** Start of Data to process **

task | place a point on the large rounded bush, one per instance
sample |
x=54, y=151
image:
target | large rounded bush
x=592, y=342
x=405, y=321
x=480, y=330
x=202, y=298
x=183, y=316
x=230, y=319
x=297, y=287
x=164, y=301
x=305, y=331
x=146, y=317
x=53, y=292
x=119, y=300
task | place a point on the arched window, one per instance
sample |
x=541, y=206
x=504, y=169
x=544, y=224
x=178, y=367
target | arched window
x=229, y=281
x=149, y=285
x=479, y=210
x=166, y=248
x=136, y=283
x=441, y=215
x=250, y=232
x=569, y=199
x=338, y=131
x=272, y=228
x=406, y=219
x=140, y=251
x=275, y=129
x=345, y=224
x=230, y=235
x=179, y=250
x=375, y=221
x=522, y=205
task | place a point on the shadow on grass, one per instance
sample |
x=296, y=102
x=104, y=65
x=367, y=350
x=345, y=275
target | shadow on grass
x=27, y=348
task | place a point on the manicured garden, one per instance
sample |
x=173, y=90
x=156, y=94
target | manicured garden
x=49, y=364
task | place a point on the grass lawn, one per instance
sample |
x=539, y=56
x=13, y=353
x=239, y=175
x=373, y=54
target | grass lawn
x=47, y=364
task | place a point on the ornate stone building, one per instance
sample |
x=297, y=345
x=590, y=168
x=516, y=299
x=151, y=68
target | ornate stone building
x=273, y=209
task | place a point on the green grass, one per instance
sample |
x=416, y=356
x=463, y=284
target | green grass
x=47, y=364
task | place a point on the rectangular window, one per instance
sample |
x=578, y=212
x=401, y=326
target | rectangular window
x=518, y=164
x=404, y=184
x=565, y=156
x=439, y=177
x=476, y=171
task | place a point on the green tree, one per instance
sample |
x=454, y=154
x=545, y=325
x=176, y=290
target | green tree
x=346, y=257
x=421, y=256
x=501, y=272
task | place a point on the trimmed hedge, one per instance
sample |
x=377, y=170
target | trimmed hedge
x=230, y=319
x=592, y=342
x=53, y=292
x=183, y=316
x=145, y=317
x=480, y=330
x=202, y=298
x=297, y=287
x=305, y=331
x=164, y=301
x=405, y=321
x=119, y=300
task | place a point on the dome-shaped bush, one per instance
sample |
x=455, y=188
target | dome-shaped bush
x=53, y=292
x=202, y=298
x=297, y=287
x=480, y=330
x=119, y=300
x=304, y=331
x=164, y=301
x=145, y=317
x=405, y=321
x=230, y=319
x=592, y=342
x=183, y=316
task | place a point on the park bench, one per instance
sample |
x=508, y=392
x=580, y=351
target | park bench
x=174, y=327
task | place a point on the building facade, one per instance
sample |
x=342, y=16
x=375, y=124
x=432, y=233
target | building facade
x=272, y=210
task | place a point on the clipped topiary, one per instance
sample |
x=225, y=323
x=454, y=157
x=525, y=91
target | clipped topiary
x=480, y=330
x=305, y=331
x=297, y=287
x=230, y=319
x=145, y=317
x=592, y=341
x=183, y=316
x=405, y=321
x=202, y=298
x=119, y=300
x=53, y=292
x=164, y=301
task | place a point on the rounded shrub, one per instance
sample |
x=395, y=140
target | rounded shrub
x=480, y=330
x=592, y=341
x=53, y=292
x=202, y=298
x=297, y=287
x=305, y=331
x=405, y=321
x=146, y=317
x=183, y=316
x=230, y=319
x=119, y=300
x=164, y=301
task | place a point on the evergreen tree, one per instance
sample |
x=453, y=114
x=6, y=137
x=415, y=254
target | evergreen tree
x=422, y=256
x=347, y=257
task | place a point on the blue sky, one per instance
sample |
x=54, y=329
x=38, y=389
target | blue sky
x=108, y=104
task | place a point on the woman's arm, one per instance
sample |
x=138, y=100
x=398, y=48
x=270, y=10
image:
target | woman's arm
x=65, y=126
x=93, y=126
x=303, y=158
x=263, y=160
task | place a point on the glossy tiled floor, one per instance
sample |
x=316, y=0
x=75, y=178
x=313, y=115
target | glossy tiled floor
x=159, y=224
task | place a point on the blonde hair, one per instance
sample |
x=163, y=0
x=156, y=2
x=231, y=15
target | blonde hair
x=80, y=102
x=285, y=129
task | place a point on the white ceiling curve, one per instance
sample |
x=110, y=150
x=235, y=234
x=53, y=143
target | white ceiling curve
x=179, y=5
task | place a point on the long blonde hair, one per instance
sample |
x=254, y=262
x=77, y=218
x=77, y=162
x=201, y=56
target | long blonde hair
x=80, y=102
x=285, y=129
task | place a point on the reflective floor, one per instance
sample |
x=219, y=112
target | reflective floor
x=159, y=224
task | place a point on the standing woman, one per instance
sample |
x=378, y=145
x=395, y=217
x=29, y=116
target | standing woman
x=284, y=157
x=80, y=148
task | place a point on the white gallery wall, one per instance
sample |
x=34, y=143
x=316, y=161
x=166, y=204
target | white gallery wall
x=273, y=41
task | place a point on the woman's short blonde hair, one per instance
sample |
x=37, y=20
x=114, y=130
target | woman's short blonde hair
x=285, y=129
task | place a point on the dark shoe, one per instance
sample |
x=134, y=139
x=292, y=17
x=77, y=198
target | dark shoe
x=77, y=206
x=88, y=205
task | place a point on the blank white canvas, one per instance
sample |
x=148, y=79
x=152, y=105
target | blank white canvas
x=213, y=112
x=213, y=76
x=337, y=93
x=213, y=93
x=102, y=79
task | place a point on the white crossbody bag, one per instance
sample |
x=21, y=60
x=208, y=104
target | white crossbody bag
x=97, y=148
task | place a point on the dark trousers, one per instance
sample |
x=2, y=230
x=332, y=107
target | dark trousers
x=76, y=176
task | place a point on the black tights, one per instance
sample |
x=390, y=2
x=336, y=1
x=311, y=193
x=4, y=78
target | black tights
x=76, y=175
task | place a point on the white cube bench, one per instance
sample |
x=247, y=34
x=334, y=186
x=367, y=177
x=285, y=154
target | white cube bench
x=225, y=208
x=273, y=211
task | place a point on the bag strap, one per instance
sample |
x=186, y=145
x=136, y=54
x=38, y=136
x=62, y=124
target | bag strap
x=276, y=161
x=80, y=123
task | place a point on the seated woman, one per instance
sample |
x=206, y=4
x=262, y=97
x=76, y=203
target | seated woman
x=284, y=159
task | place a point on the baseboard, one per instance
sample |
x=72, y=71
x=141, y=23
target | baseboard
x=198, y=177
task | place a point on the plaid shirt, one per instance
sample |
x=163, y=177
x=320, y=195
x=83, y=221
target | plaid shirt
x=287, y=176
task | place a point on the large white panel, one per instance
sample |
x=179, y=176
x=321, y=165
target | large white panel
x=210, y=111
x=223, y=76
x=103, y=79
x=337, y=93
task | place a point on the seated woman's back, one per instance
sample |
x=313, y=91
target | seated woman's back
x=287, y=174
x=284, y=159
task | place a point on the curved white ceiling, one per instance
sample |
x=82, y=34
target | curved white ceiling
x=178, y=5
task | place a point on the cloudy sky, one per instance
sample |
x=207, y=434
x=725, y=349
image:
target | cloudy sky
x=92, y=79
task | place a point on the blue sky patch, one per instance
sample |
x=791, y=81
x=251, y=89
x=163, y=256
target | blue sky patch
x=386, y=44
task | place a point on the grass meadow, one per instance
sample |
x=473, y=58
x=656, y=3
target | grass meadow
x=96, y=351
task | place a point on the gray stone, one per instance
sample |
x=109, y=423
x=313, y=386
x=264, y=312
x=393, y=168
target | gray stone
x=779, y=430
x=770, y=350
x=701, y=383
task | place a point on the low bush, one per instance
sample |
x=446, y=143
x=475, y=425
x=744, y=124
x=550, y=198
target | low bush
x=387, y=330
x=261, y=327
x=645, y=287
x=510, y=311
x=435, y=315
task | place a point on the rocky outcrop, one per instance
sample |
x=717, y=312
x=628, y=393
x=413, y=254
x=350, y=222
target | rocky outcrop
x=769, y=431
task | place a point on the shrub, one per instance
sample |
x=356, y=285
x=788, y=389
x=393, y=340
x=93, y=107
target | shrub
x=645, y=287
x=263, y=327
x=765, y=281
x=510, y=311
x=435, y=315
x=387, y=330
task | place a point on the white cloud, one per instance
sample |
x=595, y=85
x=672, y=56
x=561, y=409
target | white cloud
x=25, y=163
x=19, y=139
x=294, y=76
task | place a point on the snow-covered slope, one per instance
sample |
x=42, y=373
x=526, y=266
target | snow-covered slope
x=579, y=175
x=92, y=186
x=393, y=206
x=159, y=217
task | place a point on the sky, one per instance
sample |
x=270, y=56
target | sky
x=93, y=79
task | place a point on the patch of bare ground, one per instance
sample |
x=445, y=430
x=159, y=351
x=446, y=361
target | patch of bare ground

** End of Data to process **

### Given problem
Rewrite the rows that start at the line containing "task | place a point on the dark shoe, one" and end at the line containing "x=80, y=123", changing "crossbody" to "shoulder" and leaving everything else as it is.

### In response
task | place a point on the dark shoe, one per instance
sample |
x=134, y=139
x=292, y=17
x=77, y=198
target | dark shoe
x=77, y=206
x=88, y=205
task | place a point on the blank white canvas, one per instance
sample |
x=148, y=79
x=152, y=105
target | blank white canvas
x=213, y=112
x=213, y=76
x=337, y=93
x=213, y=93
x=102, y=79
task | place a point on the white shoulder bag, one per instance
sample |
x=21, y=60
x=208, y=104
target | white shoulder bag
x=97, y=148
task | place a point on the dark trousers, one per instance
sample |
x=2, y=230
x=332, y=107
target | dark trousers
x=76, y=176
task | place a point on the black tights, one per instance
sample |
x=390, y=2
x=336, y=1
x=311, y=193
x=4, y=78
target | black tights
x=76, y=175
task | place a point on the white cube bench, one per instance
sample |
x=247, y=34
x=334, y=186
x=367, y=177
x=285, y=154
target | white cube bench
x=225, y=208
x=273, y=211
task | place a point on the bag strap, one per instance
sample |
x=186, y=145
x=136, y=54
x=38, y=136
x=62, y=124
target | bag strap
x=276, y=161
x=80, y=123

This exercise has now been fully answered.